Extract the items below without alteration, beginning at the line that contains "Pick out the centipede head" and ending after the line that contains "x=408, y=175", with both of those lines included.

## BEGIN Available records

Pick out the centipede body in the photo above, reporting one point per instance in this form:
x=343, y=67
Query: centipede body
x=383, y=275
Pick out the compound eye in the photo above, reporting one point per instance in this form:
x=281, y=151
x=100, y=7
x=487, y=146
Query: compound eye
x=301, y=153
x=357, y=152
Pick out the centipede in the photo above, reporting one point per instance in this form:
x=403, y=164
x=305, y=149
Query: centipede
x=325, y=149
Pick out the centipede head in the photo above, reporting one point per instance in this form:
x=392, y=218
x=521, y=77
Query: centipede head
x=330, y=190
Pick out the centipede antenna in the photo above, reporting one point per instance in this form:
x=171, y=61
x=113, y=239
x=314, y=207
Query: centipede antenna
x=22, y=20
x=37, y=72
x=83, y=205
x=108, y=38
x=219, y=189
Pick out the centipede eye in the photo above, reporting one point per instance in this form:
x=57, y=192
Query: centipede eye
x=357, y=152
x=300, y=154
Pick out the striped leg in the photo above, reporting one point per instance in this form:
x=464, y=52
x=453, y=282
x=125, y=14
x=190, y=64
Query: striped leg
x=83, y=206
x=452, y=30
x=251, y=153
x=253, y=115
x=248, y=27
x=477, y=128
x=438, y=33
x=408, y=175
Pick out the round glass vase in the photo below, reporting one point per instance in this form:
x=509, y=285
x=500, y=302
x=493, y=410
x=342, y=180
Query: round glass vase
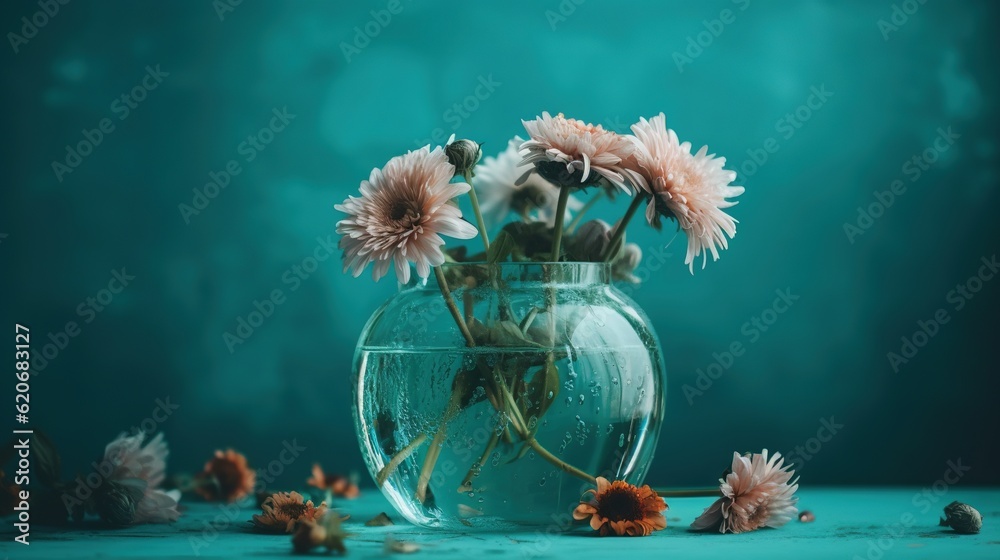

## END Available records
## BEGIN Available records

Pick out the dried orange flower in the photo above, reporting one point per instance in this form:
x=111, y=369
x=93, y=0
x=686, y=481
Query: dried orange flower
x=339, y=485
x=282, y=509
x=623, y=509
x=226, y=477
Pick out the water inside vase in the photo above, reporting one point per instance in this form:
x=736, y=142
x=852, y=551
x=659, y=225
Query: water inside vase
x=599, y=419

## END Available records
## BEGIN Available records

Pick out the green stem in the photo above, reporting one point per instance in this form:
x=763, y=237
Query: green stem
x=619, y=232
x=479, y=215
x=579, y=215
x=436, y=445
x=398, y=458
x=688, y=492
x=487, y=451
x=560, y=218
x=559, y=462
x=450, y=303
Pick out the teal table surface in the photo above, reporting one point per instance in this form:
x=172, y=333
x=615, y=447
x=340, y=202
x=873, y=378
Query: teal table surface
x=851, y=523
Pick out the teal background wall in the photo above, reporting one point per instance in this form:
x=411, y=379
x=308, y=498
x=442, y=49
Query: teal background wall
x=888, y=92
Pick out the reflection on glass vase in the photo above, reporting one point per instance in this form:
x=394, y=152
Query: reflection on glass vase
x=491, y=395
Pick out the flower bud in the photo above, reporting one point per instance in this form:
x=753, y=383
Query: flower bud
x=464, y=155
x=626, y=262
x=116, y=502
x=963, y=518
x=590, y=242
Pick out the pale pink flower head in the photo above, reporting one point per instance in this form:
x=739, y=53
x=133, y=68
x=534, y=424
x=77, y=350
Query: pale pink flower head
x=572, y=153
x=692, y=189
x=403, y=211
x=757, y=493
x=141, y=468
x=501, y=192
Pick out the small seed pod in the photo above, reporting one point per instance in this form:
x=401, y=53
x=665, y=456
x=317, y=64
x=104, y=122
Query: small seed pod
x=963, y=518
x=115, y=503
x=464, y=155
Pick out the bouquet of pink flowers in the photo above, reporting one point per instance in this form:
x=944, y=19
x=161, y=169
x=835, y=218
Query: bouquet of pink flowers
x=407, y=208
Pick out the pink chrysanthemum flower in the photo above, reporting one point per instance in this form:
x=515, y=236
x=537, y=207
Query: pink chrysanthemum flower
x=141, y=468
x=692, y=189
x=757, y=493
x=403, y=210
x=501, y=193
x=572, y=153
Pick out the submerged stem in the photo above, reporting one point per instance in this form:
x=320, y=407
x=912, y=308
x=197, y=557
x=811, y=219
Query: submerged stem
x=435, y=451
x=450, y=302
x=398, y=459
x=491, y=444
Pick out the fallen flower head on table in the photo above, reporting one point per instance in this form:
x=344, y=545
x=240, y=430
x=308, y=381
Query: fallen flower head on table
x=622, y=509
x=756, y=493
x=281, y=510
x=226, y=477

## END Available records

#### [Final result]
Pick out the centipede head in the photo above, reporting one point per instance in this form:
x=392, y=218
x=521, y=77
Query: centipede head
x=330, y=190
Pick out the centipede antenna in the photo above, reporting one point per instance in this form:
x=171, y=61
x=113, y=239
x=314, y=207
Query: centipede antenna
x=22, y=20
x=37, y=72
x=83, y=205
x=108, y=38
x=219, y=189
Pick out the centipede eye in the photo above, reporting one point per instance in this form:
x=57, y=192
Query: centipede eye
x=357, y=152
x=300, y=154
Pick out the striped leg in the photo above, reporting one point per instance in this form:
x=464, y=52
x=453, y=282
x=125, y=14
x=190, y=64
Query: striped leg
x=83, y=206
x=452, y=30
x=251, y=153
x=253, y=115
x=248, y=27
x=477, y=128
x=438, y=33
x=408, y=175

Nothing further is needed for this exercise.